=== Exercise ===
Show each line of the data below that contains the word "feather", copying those lines in full and nothing else.

=== Recorded data ===
↓

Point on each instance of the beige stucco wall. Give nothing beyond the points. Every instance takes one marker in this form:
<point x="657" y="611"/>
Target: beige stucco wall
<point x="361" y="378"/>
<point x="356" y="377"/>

↑
↓

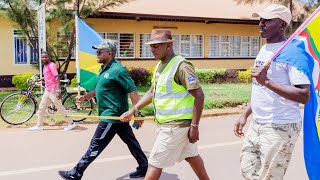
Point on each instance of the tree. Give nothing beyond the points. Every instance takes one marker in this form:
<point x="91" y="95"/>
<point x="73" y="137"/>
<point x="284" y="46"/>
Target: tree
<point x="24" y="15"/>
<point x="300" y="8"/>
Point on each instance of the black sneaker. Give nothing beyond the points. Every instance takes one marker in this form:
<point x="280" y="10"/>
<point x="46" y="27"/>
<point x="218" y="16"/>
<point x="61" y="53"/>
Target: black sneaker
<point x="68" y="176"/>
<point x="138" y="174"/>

↑
↓

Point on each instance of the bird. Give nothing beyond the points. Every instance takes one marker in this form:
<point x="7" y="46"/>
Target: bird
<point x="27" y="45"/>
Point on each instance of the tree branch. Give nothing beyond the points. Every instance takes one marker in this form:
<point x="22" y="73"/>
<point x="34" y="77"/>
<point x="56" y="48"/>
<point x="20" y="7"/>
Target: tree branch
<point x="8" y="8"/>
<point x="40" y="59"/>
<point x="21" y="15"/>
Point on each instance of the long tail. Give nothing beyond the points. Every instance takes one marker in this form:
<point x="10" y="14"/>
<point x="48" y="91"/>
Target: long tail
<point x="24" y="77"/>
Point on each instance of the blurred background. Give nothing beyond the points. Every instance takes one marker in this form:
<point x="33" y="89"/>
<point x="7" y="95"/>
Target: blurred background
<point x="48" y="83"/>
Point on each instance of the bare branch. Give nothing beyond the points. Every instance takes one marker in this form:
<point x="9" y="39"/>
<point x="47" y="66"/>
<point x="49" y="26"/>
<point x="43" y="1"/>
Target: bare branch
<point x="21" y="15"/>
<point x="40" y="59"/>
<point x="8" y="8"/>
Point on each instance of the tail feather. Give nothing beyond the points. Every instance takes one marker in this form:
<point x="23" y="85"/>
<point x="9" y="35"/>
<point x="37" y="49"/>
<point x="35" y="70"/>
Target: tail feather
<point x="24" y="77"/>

↑

=== Exercise answer ===
Point on each instance of the tail feather. Give nothing beyond the points. Every instance takes one marker in this form:
Target: tail feather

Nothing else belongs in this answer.